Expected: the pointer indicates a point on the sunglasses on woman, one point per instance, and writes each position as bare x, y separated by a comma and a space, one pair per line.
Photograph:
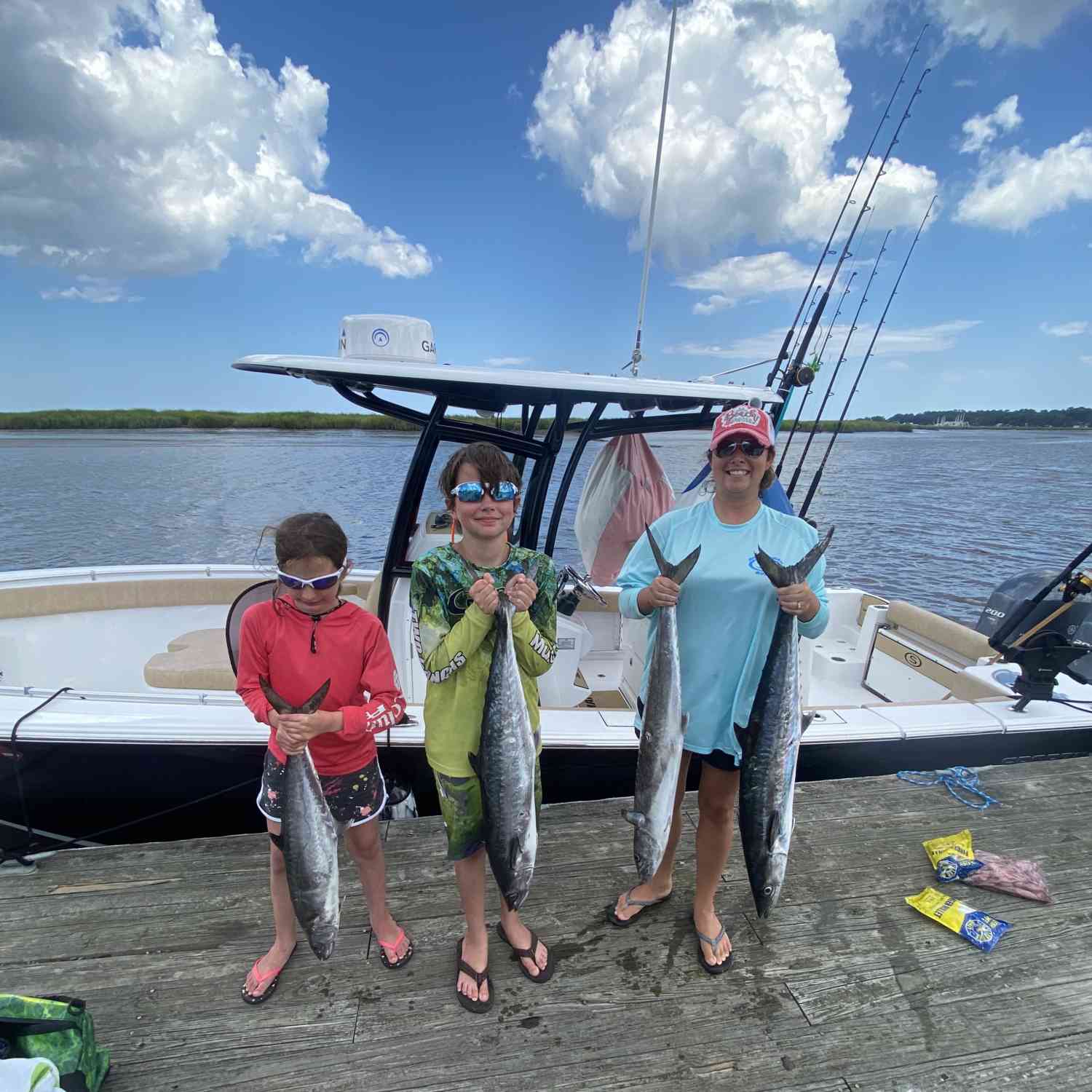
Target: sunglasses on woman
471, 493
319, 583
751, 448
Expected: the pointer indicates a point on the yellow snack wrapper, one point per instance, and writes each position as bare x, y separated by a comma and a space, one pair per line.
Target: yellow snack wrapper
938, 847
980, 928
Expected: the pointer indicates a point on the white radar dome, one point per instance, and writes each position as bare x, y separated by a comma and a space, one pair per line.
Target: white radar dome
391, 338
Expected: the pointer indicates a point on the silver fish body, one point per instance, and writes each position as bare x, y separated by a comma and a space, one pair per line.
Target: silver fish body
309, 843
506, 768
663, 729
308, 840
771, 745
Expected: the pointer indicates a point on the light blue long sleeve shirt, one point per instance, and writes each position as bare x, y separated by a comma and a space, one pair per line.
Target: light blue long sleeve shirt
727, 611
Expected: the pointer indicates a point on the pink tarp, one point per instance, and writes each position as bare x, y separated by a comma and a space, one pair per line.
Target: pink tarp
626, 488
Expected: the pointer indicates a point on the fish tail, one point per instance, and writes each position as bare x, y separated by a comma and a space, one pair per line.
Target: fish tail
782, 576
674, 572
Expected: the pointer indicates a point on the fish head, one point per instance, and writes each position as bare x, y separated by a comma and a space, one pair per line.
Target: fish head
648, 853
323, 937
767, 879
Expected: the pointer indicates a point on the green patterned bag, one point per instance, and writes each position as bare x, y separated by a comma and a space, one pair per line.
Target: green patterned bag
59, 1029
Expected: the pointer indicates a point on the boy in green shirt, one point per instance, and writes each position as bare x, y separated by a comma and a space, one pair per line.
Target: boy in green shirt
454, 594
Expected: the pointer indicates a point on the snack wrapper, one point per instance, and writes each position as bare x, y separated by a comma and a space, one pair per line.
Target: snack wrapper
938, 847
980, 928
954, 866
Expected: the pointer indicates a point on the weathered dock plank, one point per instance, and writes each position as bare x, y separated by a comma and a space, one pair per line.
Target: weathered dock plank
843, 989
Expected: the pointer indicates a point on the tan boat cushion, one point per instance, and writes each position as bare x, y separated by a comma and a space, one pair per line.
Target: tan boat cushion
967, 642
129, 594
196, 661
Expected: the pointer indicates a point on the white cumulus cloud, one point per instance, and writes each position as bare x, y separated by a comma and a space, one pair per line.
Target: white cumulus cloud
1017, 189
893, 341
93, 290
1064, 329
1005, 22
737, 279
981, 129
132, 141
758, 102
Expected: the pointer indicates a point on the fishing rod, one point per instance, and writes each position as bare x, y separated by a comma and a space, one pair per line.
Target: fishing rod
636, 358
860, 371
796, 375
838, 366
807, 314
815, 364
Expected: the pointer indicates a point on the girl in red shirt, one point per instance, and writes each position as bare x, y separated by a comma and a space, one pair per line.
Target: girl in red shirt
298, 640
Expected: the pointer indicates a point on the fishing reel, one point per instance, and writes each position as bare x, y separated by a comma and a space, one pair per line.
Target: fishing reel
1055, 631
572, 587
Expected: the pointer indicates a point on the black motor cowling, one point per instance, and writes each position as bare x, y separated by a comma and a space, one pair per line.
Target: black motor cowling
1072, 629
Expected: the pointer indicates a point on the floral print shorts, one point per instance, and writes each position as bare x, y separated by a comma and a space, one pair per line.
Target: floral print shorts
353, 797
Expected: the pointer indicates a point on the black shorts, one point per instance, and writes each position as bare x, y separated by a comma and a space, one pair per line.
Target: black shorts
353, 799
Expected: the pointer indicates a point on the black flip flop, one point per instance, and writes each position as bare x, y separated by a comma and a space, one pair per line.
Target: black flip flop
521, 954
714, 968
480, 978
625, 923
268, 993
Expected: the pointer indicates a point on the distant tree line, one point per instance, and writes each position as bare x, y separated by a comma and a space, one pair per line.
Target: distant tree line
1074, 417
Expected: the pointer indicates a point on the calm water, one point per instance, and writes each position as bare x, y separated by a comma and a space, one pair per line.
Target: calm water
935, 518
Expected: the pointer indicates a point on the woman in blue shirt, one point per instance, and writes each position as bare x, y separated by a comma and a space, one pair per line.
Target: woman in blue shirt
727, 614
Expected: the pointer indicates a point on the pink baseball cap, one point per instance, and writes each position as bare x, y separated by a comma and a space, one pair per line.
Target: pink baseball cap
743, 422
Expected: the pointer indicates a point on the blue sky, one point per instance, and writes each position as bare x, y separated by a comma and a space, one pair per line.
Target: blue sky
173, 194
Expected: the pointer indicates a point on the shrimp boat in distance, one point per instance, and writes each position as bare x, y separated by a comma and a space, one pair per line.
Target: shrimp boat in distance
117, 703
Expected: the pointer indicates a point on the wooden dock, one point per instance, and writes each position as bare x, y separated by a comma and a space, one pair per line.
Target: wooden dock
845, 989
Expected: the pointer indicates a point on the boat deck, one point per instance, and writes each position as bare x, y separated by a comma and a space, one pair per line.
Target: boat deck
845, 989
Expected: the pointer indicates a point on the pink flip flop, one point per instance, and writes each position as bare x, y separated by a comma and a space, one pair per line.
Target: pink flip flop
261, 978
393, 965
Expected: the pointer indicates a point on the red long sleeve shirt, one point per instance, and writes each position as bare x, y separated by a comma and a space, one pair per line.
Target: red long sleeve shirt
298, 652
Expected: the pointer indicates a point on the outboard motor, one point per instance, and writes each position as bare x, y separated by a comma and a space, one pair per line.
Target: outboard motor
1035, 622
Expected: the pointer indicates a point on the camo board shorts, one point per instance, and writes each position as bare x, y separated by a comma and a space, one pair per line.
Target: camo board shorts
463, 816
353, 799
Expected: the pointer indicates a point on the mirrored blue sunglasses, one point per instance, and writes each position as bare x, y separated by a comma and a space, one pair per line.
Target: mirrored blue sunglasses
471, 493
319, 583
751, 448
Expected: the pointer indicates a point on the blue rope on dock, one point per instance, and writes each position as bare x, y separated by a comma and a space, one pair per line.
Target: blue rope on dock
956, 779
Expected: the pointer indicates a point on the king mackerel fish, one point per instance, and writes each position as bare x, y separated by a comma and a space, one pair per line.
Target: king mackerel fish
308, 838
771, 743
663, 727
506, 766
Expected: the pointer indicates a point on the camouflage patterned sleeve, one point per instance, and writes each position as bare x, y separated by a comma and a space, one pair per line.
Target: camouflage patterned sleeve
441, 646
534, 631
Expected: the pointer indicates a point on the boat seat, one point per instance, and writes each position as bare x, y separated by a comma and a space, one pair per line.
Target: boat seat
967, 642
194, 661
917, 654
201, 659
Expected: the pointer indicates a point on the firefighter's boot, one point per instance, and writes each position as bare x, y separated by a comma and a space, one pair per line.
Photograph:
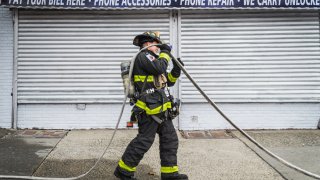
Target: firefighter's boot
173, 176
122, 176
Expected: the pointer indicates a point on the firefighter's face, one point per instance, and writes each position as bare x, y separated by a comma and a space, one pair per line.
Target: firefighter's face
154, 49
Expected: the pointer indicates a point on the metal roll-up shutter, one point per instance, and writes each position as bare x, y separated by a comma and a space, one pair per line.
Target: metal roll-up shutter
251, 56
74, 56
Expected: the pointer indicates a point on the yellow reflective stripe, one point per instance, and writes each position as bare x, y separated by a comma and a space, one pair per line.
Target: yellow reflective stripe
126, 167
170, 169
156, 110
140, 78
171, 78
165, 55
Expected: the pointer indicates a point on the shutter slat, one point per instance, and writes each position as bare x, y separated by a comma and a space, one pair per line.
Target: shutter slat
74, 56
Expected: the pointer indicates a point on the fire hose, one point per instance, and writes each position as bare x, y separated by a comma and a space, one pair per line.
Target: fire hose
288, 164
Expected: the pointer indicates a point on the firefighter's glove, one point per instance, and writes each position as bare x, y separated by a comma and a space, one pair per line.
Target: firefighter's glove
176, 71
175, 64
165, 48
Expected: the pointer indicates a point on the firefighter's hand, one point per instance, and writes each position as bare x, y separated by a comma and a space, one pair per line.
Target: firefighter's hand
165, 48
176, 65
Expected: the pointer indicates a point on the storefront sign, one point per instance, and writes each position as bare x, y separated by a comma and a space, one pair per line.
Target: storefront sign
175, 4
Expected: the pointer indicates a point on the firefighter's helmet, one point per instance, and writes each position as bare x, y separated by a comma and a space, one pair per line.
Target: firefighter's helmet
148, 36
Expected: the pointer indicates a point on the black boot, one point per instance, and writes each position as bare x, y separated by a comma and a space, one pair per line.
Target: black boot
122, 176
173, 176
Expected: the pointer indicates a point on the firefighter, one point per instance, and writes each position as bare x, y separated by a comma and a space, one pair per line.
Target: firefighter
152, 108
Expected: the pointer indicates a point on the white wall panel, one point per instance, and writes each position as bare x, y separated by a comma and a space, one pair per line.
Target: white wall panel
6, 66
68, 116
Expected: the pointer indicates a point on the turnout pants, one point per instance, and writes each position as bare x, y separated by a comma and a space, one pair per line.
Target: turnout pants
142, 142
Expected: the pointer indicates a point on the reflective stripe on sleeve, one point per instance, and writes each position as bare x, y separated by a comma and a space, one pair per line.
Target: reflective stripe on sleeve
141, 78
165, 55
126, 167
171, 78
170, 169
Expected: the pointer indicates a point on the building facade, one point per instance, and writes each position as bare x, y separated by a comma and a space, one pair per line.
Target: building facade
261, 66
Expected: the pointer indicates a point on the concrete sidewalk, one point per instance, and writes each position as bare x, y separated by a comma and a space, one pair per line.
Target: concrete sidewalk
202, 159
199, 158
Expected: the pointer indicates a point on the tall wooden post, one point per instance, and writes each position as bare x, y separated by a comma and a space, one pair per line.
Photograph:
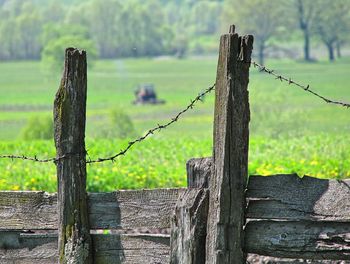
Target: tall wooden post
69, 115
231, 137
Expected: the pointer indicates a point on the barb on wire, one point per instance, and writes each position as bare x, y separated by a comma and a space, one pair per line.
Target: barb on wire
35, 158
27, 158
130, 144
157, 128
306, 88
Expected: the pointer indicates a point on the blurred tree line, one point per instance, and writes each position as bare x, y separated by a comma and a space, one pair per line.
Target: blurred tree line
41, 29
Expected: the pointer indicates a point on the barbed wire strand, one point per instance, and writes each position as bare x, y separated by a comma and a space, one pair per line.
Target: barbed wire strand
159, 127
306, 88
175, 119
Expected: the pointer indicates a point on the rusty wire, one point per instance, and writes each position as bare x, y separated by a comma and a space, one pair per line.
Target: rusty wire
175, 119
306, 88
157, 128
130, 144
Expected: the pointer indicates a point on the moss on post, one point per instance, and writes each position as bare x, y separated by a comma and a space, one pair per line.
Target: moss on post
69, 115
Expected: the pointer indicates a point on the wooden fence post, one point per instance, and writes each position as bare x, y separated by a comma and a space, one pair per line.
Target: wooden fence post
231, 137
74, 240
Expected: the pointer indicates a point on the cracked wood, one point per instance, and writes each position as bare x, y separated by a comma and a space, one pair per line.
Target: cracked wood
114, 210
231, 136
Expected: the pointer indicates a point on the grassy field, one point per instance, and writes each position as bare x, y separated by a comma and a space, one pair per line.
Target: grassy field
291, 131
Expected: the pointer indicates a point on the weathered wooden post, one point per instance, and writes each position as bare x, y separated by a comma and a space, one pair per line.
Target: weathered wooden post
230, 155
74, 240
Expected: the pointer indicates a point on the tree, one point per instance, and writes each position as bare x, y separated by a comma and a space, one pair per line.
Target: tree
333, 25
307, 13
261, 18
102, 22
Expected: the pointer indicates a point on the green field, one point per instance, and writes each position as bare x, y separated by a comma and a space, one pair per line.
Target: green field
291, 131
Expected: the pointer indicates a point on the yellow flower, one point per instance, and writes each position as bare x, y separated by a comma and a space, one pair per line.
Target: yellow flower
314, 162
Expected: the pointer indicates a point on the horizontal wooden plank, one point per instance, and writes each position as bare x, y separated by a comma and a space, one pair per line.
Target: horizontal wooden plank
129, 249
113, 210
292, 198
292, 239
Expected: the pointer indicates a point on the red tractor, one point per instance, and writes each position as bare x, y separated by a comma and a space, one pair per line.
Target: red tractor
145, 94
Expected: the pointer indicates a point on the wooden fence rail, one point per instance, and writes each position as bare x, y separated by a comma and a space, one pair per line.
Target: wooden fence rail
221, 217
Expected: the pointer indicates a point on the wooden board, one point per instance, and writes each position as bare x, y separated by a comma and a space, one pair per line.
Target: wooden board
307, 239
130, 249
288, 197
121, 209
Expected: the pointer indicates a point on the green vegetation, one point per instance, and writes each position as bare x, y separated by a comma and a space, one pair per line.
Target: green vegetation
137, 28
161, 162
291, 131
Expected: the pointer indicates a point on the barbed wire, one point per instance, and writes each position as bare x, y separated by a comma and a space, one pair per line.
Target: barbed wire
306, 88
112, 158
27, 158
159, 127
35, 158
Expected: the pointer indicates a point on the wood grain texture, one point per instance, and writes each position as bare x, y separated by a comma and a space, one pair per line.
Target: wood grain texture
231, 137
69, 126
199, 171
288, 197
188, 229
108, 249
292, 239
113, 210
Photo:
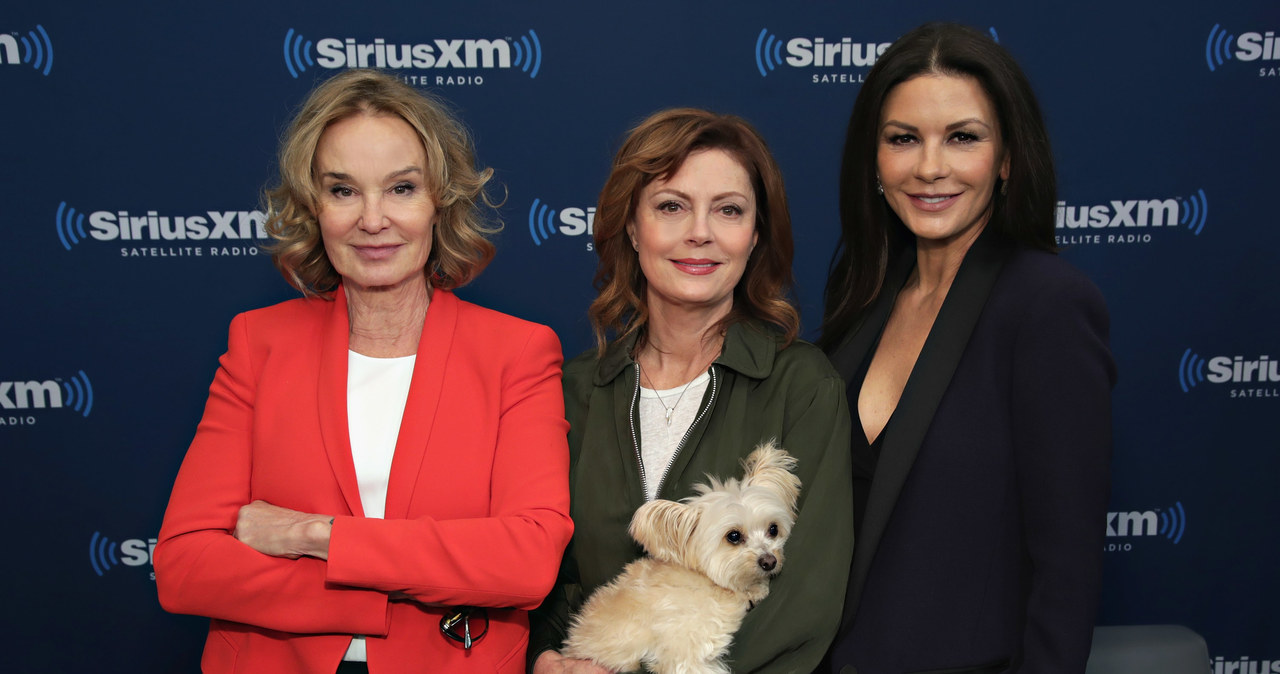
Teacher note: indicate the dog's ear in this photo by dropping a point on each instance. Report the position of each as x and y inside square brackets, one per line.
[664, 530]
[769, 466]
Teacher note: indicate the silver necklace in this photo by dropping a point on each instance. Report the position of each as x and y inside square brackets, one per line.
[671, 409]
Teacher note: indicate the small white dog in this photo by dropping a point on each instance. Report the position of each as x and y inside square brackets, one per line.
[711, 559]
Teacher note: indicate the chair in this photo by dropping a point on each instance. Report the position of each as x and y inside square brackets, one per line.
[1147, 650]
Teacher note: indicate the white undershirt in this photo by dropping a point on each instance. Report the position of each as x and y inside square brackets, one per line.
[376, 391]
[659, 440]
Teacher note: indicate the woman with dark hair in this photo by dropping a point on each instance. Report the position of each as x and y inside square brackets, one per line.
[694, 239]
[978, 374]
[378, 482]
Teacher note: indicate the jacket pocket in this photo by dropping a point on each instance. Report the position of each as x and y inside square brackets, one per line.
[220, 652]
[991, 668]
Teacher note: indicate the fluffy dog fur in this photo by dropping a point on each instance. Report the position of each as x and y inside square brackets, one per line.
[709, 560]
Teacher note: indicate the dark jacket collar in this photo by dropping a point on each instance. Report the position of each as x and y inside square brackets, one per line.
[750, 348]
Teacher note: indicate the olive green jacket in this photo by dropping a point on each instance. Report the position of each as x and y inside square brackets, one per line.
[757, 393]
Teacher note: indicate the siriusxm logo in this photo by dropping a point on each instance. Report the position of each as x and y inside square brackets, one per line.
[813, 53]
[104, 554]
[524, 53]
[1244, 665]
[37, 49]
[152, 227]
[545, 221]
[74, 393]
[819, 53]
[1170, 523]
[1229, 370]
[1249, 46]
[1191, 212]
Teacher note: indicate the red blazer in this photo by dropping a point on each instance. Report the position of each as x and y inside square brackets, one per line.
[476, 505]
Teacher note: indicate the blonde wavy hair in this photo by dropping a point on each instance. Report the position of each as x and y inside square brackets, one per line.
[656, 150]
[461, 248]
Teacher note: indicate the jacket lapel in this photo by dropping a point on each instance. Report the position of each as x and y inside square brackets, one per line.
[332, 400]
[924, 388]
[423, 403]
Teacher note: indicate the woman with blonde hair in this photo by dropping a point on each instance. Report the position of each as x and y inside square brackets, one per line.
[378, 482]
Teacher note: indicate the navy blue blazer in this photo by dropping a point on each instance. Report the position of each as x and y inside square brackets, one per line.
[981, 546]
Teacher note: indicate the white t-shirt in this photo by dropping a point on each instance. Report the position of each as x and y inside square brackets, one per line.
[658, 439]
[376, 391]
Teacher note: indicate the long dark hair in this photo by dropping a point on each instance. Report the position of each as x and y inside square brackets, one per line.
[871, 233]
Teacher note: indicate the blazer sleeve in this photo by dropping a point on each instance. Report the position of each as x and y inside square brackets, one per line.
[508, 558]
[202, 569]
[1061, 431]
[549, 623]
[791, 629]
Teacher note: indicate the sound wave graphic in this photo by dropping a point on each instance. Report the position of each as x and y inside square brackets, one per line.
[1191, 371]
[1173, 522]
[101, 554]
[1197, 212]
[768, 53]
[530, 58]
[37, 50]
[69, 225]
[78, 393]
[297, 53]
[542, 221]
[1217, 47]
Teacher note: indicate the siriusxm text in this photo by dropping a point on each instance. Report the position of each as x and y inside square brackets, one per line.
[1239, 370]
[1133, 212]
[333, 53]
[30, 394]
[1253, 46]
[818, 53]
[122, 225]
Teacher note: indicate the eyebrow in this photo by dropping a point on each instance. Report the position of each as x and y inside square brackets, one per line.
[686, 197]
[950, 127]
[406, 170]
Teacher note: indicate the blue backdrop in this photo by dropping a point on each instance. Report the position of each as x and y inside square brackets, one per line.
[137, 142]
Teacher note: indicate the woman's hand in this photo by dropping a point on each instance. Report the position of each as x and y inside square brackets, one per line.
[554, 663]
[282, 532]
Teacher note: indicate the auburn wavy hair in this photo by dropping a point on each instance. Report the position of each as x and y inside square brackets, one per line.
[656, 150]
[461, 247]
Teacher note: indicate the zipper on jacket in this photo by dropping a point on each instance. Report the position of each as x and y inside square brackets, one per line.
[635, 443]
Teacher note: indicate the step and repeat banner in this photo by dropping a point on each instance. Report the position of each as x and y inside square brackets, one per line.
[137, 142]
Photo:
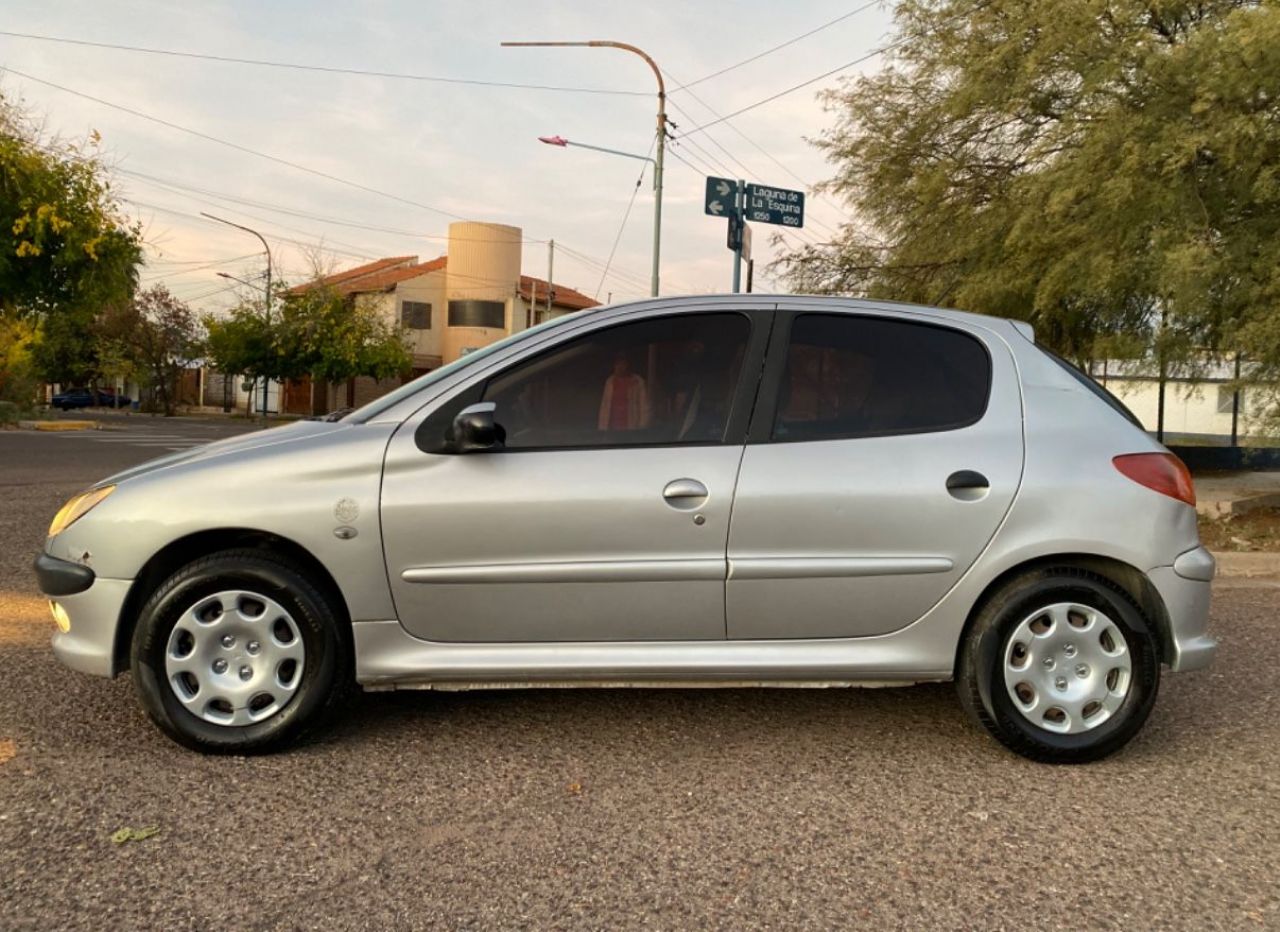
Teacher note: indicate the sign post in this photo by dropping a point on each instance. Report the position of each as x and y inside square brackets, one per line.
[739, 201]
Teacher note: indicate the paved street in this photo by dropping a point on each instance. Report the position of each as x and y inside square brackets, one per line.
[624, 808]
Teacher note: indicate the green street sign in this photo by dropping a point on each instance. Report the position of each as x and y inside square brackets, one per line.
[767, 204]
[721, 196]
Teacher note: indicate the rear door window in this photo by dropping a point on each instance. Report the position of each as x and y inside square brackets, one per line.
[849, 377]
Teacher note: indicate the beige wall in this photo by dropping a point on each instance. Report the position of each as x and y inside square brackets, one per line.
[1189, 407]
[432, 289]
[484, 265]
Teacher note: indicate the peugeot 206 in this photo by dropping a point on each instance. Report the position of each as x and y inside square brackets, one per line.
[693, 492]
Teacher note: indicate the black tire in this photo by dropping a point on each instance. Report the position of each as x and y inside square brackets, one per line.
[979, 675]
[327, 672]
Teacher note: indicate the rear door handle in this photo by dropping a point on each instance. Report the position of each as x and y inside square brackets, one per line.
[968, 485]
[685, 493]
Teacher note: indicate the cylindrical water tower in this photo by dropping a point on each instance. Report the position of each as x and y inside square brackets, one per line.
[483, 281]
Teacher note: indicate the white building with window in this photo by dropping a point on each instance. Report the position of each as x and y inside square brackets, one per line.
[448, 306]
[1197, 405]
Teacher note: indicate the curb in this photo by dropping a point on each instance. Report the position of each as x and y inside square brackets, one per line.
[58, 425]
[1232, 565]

----

**Short exercise:** Repeat only the lines running from the line that contains "Teacher note: indicate the beige" through the last line above, inclusive.

**Solution for this exercise:**
Teacher note: indicate the beige wall in this photo by dropping a point on each instance. Report the position of each as x and y inside square brackets, one per line.
[1189, 407]
[432, 289]
[484, 265]
Teacher note: indicate the peugeot 206 in this photo by dropping a point on each instance. Report the position of each as x and y inside square brackets, one per line.
[693, 492]
Teacher note: indicate the black tire in this photo by dropping a point on each instance. Report the position of each as x and y inside square brackets, one per line.
[979, 675]
[327, 672]
Teacher note: indicate the rear door handle in this photo by dropping a point on each instance. Report the position of each as x and y inside square brackets, one per line.
[968, 485]
[685, 493]
Teacher note: indicate the cylindrical water tower in this photo by dropping a point on each instance. Report the position of each as x and y inside square brackets, one per line.
[483, 281]
Teacher note: indicate the white building with window in this photo by dropping a point on each instance. Report the position of each as x and y inside square brackets, one per line.
[448, 306]
[1197, 405]
Teacher note: indicate the curb in this photo by dropping a point on each instance. Report the position of each as x and y inside square brackets, one per line.
[58, 425]
[1232, 565]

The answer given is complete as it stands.